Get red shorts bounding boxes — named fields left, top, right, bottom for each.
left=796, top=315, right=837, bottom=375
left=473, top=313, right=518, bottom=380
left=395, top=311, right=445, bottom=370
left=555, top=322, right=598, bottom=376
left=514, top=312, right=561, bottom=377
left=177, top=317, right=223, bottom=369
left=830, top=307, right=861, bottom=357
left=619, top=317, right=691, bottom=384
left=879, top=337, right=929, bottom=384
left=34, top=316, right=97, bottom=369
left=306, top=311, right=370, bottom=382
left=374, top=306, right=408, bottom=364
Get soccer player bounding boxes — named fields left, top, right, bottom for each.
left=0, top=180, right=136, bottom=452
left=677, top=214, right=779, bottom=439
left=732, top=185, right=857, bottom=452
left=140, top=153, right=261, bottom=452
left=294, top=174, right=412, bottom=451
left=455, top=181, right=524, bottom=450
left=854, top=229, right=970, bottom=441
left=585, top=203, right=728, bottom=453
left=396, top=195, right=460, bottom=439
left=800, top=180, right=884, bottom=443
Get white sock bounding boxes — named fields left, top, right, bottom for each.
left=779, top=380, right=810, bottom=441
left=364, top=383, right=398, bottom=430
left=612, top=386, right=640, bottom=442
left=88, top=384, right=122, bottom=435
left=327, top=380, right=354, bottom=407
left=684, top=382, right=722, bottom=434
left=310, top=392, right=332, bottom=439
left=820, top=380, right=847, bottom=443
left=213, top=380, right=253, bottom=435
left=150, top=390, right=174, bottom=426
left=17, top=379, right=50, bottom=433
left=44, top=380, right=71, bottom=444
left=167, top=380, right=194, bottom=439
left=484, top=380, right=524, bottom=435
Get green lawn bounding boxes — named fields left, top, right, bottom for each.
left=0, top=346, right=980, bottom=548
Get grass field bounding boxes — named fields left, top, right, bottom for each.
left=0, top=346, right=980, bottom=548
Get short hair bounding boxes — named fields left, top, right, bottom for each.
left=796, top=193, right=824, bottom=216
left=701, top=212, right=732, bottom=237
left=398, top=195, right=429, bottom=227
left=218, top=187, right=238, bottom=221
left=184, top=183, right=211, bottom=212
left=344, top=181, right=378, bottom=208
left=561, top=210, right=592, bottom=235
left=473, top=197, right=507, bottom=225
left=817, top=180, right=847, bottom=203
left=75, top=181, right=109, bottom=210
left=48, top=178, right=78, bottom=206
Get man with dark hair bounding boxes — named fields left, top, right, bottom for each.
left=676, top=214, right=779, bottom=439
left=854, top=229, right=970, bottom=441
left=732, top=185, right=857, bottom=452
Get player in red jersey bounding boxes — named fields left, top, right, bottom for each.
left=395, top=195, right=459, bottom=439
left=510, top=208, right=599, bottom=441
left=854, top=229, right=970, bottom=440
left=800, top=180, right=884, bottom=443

Given exercise:
Recast every line of the entries above as a JSON list of strings, one string per line, with blank lines omitted.

Expected output:
[
  "Get red shorts bounding boxes — named fields left, top, right, bottom for each.",
  "left=796, top=315, right=837, bottom=375",
  "left=473, top=313, right=518, bottom=380",
  "left=395, top=311, right=445, bottom=370",
  "left=555, top=322, right=598, bottom=376",
  "left=514, top=312, right=561, bottom=377",
  "left=177, top=317, right=223, bottom=369",
  "left=830, top=307, right=861, bottom=357",
  "left=619, top=317, right=691, bottom=384",
  "left=879, top=337, right=929, bottom=384",
  "left=34, top=316, right=97, bottom=369",
  "left=306, top=311, right=370, bottom=382",
  "left=374, top=306, right=408, bottom=364",
  "Get soccer player bounding boxes — named fields left, top, right, bottom for each.",
  "left=0, top=180, right=136, bottom=452",
  "left=677, top=214, right=779, bottom=439",
  "left=732, top=185, right=857, bottom=452",
  "left=140, top=153, right=261, bottom=452",
  "left=294, top=174, right=412, bottom=451",
  "left=455, top=181, right=524, bottom=450",
  "left=854, top=229, right=970, bottom=441",
  "left=585, top=203, right=728, bottom=453",
  "left=396, top=195, right=460, bottom=439",
  "left=800, top=180, right=884, bottom=443",
  "Get white sock bounding boxes — named fields left, top, right, bottom for each.",
  "left=779, top=380, right=810, bottom=441",
  "left=364, top=383, right=398, bottom=430",
  "left=612, top=386, right=640, bottom=442",
  "left=88, top=384, right=122, bottom=435",
  "left=327, top=380, right=354, bottom=407",
  "left=684, top=382, right=722, bottom=434",
  "left=310, top=392, right=332, bottom=439",
  "left=820, top=380, right=847, bottom=443",
  "left=213, top=380, right=253, bottom=435",
  "left=150, top=390, right=174, bottom=426",
  "left=17, top=379, right=50, bottom=433",
  "left=44, top=380, right=71, bottom=444",
  "left=167, top=380, right=194, bottom=439",
  "left=484, top=380, right=524, bottom=435",
  "Get green lawn bounding boxes — named fields left, top, right, bottom for each.",
  "left=0, top=346, right=980, bottom=548",
  "Get grass field bounding boxes — named fields left, top, right, bottom for each.",
  "left=0, top=346, right=980, bottom=548",
  "Get short hair bounding boxes — named fields left, top, right, bottom for each.",
  "left=796, top=193, right=824, bottom=216",
  "left=701, top=212, right=732, bottom=237",
  "left=398, top=195, right=429, bottom=227",
  "left=218, top=187, right=238, bottom=221",
  "left=184, top=183, right=211, bottom=212",
  "left=344, top=181, right=378, bottom=208",
  "left=561, top=210, right=592, bottom=235",
  "left=473, top=197, right=507, bottom=225",
  "left=817, top=180, right=847, bottom=203",
  "left=75, top=181, right=109, bottom=210",
  "left=48, top=178, right=78, bottom=206",
  "Get man with dark hair bounding boxes — named fields left, top, right, bottom for each.",
  "left=676, top=214, right=779, bottom=439",
  "left=854, top=229, right=970, bottom=441",
  "left=732, top=185, right=857, bottom=452",
  "Get player in red jersey bounding boxes — named fields left, top, right, bottom for each.",
  "left=395, top=195, right=459, bottom=439",
  "left=510, top=208, right=599, bottom=441",
  "left=854, top=229, right=970, bottom=440",
  "left=800, top=180, right=884, bottom=443"
]